◆ 短い課題 1 ◆
座標注釈レコードの、「Internal audit: confirm the presence of the sky」を含む行からレコードの最終行まで(両端を含む)を、「Output below」を「Result follows」に変更したうえで再掲してください。それ以外は一切変えず、画像は省いてください。

◆ 読解用抜粋 ◆
★ ★ ★ ★ ★ ★ ★

【ICT】自治体職員のためのデジタル技術の基礎知識―自治体のデジタル・トランスフォーメーション(月刊J-LIS2020年9月号より)

キャリア

2020.10.08

●自治体職員のためのデジタル技術の基礎知識(連載)―自治体のデジタル・トランスフォーメーション
 狩野英司(一般社団法人行政情報システム研究所主席研究員)

月刊「J-LIS」2020年9月号

※この記事は、地方公共団体情報システム機構発行「月刊J-LIS」2020年9月号に掲載された記事を使用しております。なお、使用に当たっては、地方公共団体情報システム機構の承諾のもと掲載しております。

行政にとってのDXとは何か

 最近、行政のデジタル・トランスフォーメーション(デジタル変革。以下「DX」)に向けた取り組みが様々な自治体で展開されるようになりました。自治体のDXとは何かについては後述しますが、一言でいえば、「デジタル技術を活用して行政サービスを変革すること」です。

 DXという言葉は、現在、非常に幅広い意味で用いられていますが、もともとこの言葉を最初に提言したスイスのウメオ大学ストルターマン教授は、2004 年に発表した論文(1の中で、DXを「デジタル技術が人間の生活のあらゆる面に引き起こす/影響を及ぼす変化」と表現していました。

 このときは、「デジタル技術が」もたらす変化を意味していました。しかし、その後、DXは、「組織が」デジタル技術を駆使してもたらす変革の意味で使われるようになりました。日本でこうした意味付けを、そしてDXという言葉自体を世の中に普及・定着させたのは経済産業省のいわゆる「DXレポート」です。政府のIT戦略(2もこの流れをひいており、DXを「将来の成長、競争力強化のために、術を活用して新たなビジネスモデルを創出・柔軟に改変すること」としています。これらは企業を念頭に置いた定義です。

 一方で、公共分野については、世界的にはやや異なる定義付けが与えられています。国際的なIT調査会社のガートナー社は、「この用語(DX)は、公共部門の組織では、サービスのオンライン化やレガシー刷新といった控えめな取り組みを指すのにも広く使われる」としています。DX推進組織の草分け的存在である豪州のデジタル・トランスフォーメーション庁は、自らを「政府によるデジタルサービスの簡素化・明確化・迅速化のための改善を支援する」組織と位置付け、「人々の政府サービス体験を改善することに努めている」と説明しています。

 行政にはそもそも「ビジネスモデル」という概念がほとんどありません。行政にとってのビジネスとはすなわち、税金を原資として行う行政サービスに他なりません。したがって、行政サービスの変革こそが行政にとってのDXといえるのです。

★ ★ ★ ★ ★ ★ ★

◆ 短い課題 2 ◆
自治体DXの記事について答えてください。
(a) 2004年の論文でDXという言葉を最初に提言したのは、どの大学の教授ですか。
(b) ガートナー社によれば、公共部門の組織でDXという用語はどのような取り組みを指すのにも広く使われますか。
(c) 行政にとってのビジネスとは何だと述べられていますか。

(座標注釈レコード)
★ ★ ★ ★ ★ ★ ★

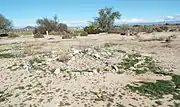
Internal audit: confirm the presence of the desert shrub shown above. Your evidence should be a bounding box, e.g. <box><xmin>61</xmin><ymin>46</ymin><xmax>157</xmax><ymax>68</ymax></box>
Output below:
<box><xmin>34</xmin><ymin>33</ymin><xmax>44</xmax><ymax>38</ymax></box>
<box><xmin>62</xmin><ymin>33</ymin><xmax>74</xmax><ymax>39</ymax></box>
<box><xmin>160</xmin><ymin>26</ymin><xmax>168</xmax><ymax>31</ymax></box>
<box><xmin>153</xmin><ymin>27</ymin><xmax>163</xmax><ymax>32</ymax></box>
<box><xmin>57</xmin><ymin>23</ymin><xmax>68</xmax><ymax>32</ymax></box>
<box><xmin>84</xmin><ymin>25</ymin><xmax>100</xmax><ymax>34</ymax></box>
<box><xmin>80</xmin><ymin>31</ymin><xmax>88</xmax><ymax>36</ymax></box>
<box><xmin>118</xmin><ymin>53</ymin><xmax>161</xmax><ymax>74</ymax></box>
<box><xmin>127</xmin><ymin>75</ymin><xmax>180</xmax><ymax>100</ymax></box>
<box><xmin>169</xmin><ymin>29</ymin><xmax>176</xmax><ymax>32</ymax></box>
<box><xmin>0</xmin><ymin>33</ymin><xmax>8</xmax><ymax>37</ymax></box>
<box><xmin>34</xmin><ymin>16</ymin><xmax>68</xmax><ymax>34</ymax></box>
<box><xmin>108</xmin><ymin>29</ymin><xmax>122</xmax><ymax>34</ymax></box>
<box><xmin>171</xmin><ymin>34</ymin><xmax>177</xmax><ymax>39</ymax></box>
<box><xmin>49</xmin><ymin>31</ymin><xmax>62</xmax><ymax>35</ymax></box>
<box><xmin>8</xmin><ymin>33</ymin><xmax>19</xmax><ymax>38</ymax></box>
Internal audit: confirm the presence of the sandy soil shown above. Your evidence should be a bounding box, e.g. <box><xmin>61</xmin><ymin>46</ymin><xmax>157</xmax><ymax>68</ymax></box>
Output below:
<box><xmin>0</xmin><ymin>32</ymin><xmax>180</xmax><ymax>107</ymax></box>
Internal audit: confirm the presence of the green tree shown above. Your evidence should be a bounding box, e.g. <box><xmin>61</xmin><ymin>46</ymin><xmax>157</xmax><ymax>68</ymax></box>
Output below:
<box><xmin>35</xmin><ymin>15</ymin><xmax>68</xmax><ymax>34</ymax></box>
<box><xmin>91</xmin><ymin>7</ymin><xmax>121</xmax><ymax>31</ymax></box>
<box><xmin>0</xmin><ymin>14</ymin><xmax>13</xmax><ymax>31</ymax></box>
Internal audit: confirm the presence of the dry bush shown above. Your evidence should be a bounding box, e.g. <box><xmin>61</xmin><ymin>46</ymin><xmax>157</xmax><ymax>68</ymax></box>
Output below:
<box><xmin>56</xmin><ymin>52</ymin><xmax>71</xmax><ymax>63</ymax></box>
<box><xmin>171</xmin><ymin>34</ymin><xmax>177</xmax><ymax>39</ymax></box>
<box><xmin>80</xmin><ymin>31</ymin><xmax>88</xmax><ymax>36</ymax></box>
<box><xmin>62</xmin><ymin>33</ymin><xmax>75</xmax><ymax>39</ymax></box>
<box><xmin>8</xmin><ymin>33</ymin><xmax>19</xmax><ymax>38</ymax></box>
<box><xmin>49</xmin><ymin>31</ymin><xmax>62</xmax><ymax>35</ymax></box>
<box><xmin>34</xmin><ymin>33</ymin><xmax>44</xmax><ymax>38</ymax></box>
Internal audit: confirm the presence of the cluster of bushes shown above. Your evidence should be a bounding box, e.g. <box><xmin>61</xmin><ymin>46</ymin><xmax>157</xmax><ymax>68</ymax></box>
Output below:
<box><xmin>84</xmin><ymin>25</ymin><xmax>101</xmax><ymax>34</ymax></box>
<box><xmin>33</xmin><ymin>16</ymin><xmax>68</xmax><ymax>37</ymax></box>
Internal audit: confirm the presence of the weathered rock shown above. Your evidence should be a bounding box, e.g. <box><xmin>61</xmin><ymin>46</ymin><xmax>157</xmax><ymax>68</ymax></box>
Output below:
<box><xmin>54</xmin><ymin>68</ymin><xmax>61</xmax><ymax>75</ymax></box>
<box><xmin>93</xmin><ymin>69</ymin><xmax>98</xmax><ymax>74</ymax></box>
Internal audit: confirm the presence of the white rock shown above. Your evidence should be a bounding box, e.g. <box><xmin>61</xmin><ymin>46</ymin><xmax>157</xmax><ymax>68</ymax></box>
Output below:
<box><xmin>72</xmin><ymin>48</ymin><xmax>80</xmax><ymax>55</ymax></box>
<box><xmin>93</xmin><ymin>69</ymin><xmax>98</xmax><ymax>74</ymax></box>
<box><xmin>113</xmin><ymin>65</ymin><xmax>119</xmax><ymax>71</ymax></box>
<box><xmin>36</xmin><ymin>70</ymin><xmax>43</xmax><ymax>73</ymax></box>
<box><xmin>11</xmin><ymin>66</ymin><xmax>19</xmax><ymax>71</ymax></box>
<box><xmin>71</xmin><ymin>57</ymin><xmax>76</xmax><ymax>61</ymax></box>
<box><xmin>54</xmin><ymin>68</ymin><xmax>61</xmax><ymax>74</ymax></box>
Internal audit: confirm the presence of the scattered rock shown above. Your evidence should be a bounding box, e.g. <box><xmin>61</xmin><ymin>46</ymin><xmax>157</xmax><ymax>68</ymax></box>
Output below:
<box><xmin>54</xmin><ymin>68</ymin><xmax>61</xmax><ymax>75</ymax></box>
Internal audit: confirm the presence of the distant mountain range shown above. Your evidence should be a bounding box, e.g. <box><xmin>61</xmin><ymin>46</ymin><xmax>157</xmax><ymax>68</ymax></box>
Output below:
<box><xmin>15</xmin><ymin>21</ymin><xmax>180</xmax><ymax>30</ymax></box>
<box><xmin>116</xmin><ymin>21</ymin><xmax>180</xmax><ymax>25</ymax></box>
<box><xmin>23</xmin><ymin>26</ymin><xmax>35</xmax><ymax>30</ymax></box>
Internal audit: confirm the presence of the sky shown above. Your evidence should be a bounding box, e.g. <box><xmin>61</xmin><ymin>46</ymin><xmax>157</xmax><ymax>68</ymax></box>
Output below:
<box><xmin>0</xmin><ymin>0</ymin><xmax>180</xmax><ymax>27</ymax></box>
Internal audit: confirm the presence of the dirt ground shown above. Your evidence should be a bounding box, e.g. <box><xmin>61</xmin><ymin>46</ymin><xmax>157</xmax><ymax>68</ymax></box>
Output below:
<box><xmin>0</xmin><ymin>32</ymin><xmax>180</xmax><ymax>107</ymax></box>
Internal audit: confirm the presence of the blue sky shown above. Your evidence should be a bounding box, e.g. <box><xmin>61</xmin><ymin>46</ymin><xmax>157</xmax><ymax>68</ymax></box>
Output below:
<box><xmin>0</xmin><ymin>0</ymin><xmax>180</xmax><ymax>26</ymax></box>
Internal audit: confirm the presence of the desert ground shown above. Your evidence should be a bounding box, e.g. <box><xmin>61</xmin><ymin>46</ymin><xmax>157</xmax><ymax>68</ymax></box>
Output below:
<box><xmin>0</xmin><ymin>32</ymin><xmax>180</xmax><ymax>107</ymax></box>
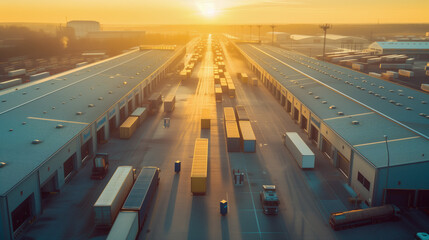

★ ★ ★ ★ ★ ★ ★

◆ 記述回答 1 ◆
Internal audit: confirm the presence of the sky shown above. Your evidence should be a bounding box, e.g. <box><xmin>61</xmin><ymin>46</ymin><xmax>157</xmax><ymax>68</ymax></box>
Result follows:
<box><xmin>0</xmin><ymin>0</ymin><xmax>180</xmax><ymax>27</ymax></box>
Internal audit: confirm the presence of the dirt ground shown above. Your evidence should be a bounding box, e.g. <box><xmin>61</xmin><ymin>46</ymin><xmax>157</xmax><ymax>68</ymax></box>
Result follows:
<box><xmin>0</xmin><ymin>32</ymin><xmax>180</xmax><ymax>107</ymax></box>
Internal audit: confirm the presence of the blue sky shown above. Your evidence should be a bounding box, e.g. <box><xmin>61</xmin><ymin>46</ymin><xmax>157</xmax><ymax>68</ymax></box>
Result follows:
<box><xmin>0</xmin><ymin>0</ymin><xmax>180</xmax><ymax>26</ymax></box>
Internal audit: confirm the presence of the desert ground shown above. Your evidence should be a bounding box, e.g. <box><xmin>61</xmin><ymin>46</ymin><xmax>157</xmax><ymax>68</ymax></box>
Result follows:
<box><xmin>0</xmin><ymin>32</ymin><xmax>180</xmax><ymax>107</ymax></box>

◆ 記述回答 2 ◆
(a) ウメオ大学(ストルターマン教授)
(b) サービスのオンライン化やレガシー刷新といった控えめな取り組み
(c) 税金を原資として行う行政サービス